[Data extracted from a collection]
╭──

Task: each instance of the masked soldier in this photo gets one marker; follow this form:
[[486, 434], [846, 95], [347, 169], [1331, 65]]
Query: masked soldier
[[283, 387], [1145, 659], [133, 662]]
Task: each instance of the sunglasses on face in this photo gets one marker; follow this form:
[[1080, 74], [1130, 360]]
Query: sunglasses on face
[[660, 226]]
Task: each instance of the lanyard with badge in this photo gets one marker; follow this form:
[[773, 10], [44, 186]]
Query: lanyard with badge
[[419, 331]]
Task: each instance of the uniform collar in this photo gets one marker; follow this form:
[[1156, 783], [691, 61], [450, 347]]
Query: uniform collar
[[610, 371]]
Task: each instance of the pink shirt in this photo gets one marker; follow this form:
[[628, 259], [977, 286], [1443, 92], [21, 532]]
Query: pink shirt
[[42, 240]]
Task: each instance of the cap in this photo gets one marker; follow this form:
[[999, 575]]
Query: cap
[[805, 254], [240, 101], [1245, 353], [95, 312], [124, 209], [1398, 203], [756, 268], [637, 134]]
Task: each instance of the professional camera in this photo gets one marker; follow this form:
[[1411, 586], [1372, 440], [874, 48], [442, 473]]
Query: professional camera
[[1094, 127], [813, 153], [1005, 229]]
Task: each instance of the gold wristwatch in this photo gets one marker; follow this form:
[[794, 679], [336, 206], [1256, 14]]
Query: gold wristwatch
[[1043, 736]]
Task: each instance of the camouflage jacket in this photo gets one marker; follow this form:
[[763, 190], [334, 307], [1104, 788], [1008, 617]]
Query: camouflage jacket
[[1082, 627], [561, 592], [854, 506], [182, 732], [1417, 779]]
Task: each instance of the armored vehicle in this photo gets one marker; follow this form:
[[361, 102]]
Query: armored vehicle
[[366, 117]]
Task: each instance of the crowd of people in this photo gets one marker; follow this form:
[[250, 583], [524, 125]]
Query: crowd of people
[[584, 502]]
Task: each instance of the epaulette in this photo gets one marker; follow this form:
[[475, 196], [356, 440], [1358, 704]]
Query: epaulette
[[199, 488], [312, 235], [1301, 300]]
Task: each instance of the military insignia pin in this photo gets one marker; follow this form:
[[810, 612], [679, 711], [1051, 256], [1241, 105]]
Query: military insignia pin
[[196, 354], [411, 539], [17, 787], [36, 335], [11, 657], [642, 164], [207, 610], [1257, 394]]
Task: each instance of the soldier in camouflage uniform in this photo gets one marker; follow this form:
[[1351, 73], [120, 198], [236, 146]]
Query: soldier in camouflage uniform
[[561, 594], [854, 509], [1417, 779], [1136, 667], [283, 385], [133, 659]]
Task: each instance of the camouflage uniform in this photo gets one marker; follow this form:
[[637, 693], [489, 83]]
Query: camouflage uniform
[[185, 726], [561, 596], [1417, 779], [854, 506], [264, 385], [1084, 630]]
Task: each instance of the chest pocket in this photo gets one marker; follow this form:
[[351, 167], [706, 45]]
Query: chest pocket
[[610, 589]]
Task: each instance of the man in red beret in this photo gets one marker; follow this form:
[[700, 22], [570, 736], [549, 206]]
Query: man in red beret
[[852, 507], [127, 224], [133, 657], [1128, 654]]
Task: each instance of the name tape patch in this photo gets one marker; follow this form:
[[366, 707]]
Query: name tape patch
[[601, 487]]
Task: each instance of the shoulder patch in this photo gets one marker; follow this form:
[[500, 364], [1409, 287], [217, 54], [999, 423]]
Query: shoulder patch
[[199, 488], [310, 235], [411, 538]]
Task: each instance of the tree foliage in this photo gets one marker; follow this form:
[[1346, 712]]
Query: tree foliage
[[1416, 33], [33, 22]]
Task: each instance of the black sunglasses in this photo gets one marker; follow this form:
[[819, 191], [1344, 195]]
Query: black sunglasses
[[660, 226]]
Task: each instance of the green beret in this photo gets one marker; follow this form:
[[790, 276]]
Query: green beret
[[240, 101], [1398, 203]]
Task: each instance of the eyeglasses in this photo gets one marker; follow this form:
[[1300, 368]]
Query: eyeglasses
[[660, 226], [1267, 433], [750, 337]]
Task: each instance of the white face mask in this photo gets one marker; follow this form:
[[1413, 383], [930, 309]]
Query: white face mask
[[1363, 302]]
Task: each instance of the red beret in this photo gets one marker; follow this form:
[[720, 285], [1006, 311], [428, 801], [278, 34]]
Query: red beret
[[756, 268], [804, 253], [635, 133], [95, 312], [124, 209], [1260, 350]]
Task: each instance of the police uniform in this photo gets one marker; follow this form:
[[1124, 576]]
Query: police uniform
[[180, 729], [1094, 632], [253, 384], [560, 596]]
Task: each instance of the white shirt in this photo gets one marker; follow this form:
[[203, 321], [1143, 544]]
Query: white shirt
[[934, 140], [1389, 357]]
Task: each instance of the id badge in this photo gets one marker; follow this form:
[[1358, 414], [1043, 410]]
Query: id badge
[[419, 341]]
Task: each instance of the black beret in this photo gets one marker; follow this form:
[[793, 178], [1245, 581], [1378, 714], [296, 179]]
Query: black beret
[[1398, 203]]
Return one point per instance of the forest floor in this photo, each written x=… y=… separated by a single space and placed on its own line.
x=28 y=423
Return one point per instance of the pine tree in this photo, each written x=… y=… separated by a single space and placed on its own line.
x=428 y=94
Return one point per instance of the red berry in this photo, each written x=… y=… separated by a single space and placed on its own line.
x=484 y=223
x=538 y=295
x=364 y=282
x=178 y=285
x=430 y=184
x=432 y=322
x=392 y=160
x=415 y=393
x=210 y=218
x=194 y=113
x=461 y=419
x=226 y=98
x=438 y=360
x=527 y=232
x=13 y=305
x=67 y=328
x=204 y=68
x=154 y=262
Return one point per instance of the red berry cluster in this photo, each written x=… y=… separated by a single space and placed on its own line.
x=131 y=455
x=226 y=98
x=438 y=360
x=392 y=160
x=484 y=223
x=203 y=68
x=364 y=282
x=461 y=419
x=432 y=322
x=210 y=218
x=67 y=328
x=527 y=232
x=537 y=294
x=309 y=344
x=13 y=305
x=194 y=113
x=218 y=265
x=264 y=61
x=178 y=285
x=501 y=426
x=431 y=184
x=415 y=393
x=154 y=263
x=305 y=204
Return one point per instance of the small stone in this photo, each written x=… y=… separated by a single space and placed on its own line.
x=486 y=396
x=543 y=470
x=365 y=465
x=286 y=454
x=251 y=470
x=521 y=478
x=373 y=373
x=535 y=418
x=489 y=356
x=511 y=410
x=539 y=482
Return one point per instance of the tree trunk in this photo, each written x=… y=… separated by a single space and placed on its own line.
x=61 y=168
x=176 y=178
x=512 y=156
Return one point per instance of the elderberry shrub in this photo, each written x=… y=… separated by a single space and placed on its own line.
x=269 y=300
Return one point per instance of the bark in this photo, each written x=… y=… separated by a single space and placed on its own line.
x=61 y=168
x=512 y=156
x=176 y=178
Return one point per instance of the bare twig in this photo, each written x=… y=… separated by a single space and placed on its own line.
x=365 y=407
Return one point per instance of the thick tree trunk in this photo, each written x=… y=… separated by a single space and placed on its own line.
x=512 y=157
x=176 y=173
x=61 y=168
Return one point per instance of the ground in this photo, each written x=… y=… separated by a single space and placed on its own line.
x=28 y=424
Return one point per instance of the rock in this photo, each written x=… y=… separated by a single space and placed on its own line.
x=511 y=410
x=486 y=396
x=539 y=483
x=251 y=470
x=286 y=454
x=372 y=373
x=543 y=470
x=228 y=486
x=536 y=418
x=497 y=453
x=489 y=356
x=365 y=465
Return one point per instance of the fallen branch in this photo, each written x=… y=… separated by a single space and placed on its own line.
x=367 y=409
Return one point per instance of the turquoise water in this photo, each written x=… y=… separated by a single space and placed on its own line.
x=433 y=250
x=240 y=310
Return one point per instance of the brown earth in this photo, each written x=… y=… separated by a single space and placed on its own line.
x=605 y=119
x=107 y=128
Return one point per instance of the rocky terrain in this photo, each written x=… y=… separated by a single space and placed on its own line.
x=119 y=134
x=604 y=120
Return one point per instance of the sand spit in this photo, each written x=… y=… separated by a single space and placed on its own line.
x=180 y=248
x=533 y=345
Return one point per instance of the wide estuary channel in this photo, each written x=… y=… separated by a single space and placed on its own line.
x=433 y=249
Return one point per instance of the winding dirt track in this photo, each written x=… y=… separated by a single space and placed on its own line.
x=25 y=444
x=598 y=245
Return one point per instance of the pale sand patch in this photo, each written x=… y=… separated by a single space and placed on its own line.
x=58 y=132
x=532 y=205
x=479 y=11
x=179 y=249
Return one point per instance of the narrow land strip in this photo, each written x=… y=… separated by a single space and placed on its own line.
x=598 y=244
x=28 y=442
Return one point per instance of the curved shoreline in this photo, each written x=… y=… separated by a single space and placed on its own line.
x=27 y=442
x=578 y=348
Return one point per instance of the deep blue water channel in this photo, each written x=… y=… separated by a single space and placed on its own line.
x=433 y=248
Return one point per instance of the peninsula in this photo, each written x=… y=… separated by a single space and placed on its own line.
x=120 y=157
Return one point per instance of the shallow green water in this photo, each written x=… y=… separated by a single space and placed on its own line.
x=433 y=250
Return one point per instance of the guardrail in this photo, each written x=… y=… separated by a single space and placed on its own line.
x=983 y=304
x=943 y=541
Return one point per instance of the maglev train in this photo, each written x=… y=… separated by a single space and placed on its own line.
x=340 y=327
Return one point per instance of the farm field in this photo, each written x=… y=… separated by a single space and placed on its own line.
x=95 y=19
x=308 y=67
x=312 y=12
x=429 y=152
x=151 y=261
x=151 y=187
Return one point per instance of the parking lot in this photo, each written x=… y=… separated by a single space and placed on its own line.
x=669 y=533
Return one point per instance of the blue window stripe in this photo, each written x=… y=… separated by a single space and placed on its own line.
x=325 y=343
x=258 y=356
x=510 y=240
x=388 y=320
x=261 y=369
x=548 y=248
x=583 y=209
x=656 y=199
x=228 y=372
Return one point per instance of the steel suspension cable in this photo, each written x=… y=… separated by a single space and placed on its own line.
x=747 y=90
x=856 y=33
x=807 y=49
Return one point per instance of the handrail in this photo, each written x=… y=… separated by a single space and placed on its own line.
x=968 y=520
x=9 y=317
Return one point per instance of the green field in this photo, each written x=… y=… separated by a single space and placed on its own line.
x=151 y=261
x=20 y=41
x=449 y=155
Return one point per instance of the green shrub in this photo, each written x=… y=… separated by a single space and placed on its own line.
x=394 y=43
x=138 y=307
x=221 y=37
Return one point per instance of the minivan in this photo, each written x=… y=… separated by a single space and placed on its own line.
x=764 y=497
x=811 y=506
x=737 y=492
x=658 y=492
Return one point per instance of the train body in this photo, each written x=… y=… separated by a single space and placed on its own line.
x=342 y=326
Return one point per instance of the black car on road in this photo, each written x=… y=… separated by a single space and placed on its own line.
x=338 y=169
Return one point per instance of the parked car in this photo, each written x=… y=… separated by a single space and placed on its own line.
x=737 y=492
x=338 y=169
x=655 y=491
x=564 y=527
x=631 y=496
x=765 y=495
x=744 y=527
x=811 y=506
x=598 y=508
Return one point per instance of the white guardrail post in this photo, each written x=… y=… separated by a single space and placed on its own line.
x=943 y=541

╰──

▶ [Problem to solve]: Above are the records; please copy exactly their first line and each line after it through the line containing "[[628, 259], [977, 286], [1443, 92], [21, 532]]", and no line after that.

▶ [Written solution]:
Task: each instance of the masked soldier in this photo gets one marker; follow this form:
[[486, 434], [846, 95], [347, 169], [1331, 65]]
Query: masked soldier
[[283, 387], [1145, 659], [133, 662]]
Task: each instance of the sunglasses on face in this photo gets one marker; follow this form:
[[1080, 74], [1130, 360]]
Query: sunglasses on face
[[660, 226]]
Task: each instance of the lanyard with badge in this photo gets one marker; follow this form:
[[773, 10], [44, 186]]
Query: lanyard with badge
[[419, 331]]
Task: each instance of the uniform collar in this photo gets one marker; follow this form:
[[1156, 783], [691, 61], [450, 347]]
Query: uniform collar
[[610, 371]]
Task: each instance of the pink shirt in this photo gets one marker; follow this form:
[[628, 259], [977, 286], [1443, 92], [21, 532]]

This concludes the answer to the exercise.